> _Text extract_:
Database Backed Work Queue

Database Backed Work Queue - javascript

My situation ...
I have a set of workers that are scheduled to run periodically, each at different intervals, and would like to find a good implementation to manage their execution.
Example: Let's say I have a worker that goes to the store and buys me milk once a week. I would like to store this job and it's configuration in a mysql table. But, it seems like a really bad idea to poll the table (every second?) and see which jobs are ready to be put into the execution pipeline.
All of my workers are written in javascript, so I'm using node.js for execution and beanstalkd as a pipeline.
If new jobs (ie. scheduling a worker to run at a given time) are being created asynchronously and I need to store the job result and configuration persistently, how do I avoid polling a table?
Thanks!

I agree that it seems inelegant, but given the way that computers work something *somewhere* is going to have to do polling of some kind in order to figure out which jobs to execute when. So, let's go over some of your options:
Poll the database table. This isn't a bad idea at all - it's probably the simplest option if you're storing the jobs in MySQL anyway. A rate of one query per second is nothing - give it a try and you'll notice that your system doesn't even feel it.
Some ideas to help you scale this to possibly hundreds of queries per second, or just keep system resource requirements down:
Create a second table, 'job_pending', where you put the jobs that need to be executed within the next X seconds/minutes/hours.
Run queries on your big table of all jobs only once in a longer while, then populate the small table which you query every shorter while.
Remove jobs that were executed from the small table in order to keep it small.
Use an index on your 'execute_time' (or whatever you call it) column.
If you have to scale even further, keep the main jobs table in the database, and use the second, smaller table I suggest, just put that table in RAM: either as a memory table in the DB engine, or in a Queue of some kind in your program. Query the queue at extremely short intervals if you have too - it'll take some extreme use cases to cause any performance issues here.
The main issue with this option is that you'll have to keep track of jobs that were in memory but didn't execute, e.g. due to a system crash - more coding for you...

> _Short problem 1_: From the thread on the database-backed work queue above, quote the passage that begins at the words "I have a set" and ends after the words "manage their execution.".

Data taken from a collection:
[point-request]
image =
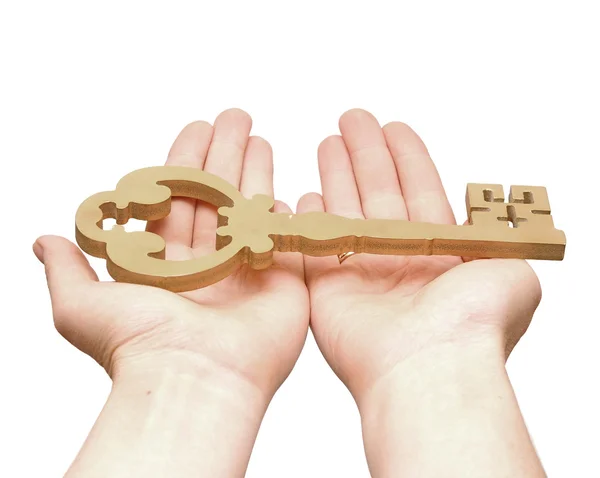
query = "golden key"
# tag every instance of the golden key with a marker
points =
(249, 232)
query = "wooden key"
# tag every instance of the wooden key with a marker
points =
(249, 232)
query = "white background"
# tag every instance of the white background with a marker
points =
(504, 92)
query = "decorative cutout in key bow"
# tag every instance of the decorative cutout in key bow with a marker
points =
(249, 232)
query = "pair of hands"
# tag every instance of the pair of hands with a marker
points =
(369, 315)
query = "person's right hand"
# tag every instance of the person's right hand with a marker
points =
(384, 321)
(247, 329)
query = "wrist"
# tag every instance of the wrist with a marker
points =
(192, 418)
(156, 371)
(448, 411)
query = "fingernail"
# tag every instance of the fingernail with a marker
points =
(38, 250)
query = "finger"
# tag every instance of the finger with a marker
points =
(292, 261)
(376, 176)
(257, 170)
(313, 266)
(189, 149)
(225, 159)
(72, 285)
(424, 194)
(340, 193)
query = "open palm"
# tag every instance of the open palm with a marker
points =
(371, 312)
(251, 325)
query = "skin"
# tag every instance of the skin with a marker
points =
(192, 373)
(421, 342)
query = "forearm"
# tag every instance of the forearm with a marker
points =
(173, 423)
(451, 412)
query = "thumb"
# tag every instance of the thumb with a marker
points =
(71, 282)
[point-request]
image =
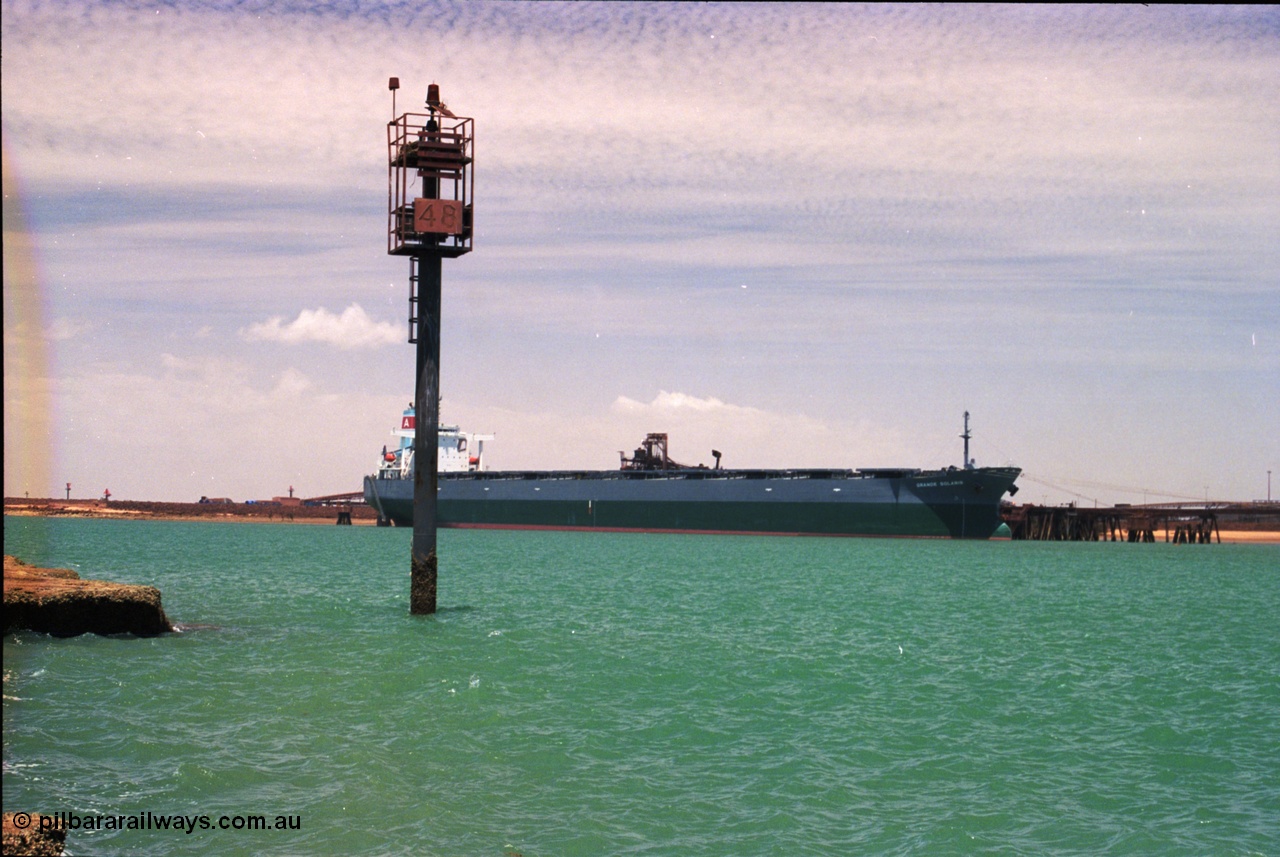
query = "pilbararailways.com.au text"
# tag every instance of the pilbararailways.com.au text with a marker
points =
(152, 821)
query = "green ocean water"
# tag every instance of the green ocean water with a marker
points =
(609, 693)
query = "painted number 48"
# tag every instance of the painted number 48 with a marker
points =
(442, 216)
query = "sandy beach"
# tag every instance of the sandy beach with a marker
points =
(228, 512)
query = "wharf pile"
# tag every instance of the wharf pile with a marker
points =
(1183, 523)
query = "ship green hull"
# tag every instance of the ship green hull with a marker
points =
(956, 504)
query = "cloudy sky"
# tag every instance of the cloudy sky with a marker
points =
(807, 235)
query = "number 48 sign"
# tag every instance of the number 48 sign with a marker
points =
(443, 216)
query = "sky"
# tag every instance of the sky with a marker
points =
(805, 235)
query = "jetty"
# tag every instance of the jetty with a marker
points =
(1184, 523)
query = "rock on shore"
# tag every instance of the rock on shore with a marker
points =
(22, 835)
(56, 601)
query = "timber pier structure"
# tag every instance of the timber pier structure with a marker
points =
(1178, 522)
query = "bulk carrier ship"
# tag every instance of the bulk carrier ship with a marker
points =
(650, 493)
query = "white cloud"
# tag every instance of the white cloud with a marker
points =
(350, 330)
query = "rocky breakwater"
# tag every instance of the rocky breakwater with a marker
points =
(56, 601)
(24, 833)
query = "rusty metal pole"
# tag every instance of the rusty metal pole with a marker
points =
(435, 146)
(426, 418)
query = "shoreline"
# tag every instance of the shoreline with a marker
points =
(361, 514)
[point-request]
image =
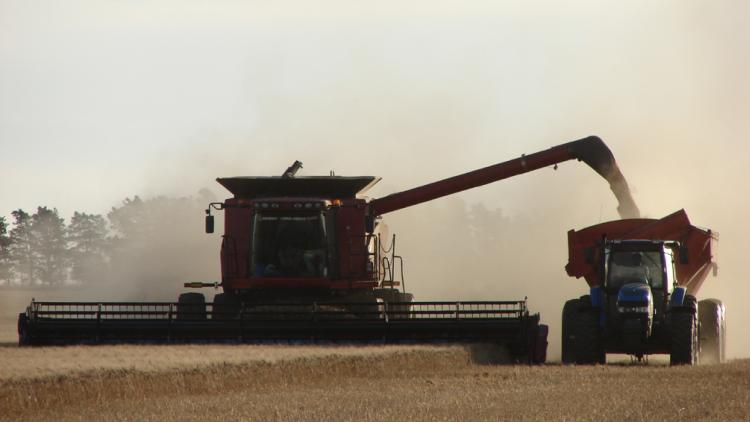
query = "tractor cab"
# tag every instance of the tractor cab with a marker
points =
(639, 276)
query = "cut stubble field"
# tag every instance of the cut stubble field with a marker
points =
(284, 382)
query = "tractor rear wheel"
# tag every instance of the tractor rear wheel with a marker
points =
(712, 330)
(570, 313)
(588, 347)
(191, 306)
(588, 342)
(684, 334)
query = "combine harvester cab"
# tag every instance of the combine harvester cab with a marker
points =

> _Short problem 2_: Count the lines in the rows above that contain the string "sign", and reply with only the number.

> _Task result 1_:
I have a set of workers that are scheduled to run periodically, each at different intervals, and would like to find a good implementation to manage their execution.

> _Task result 2_: 2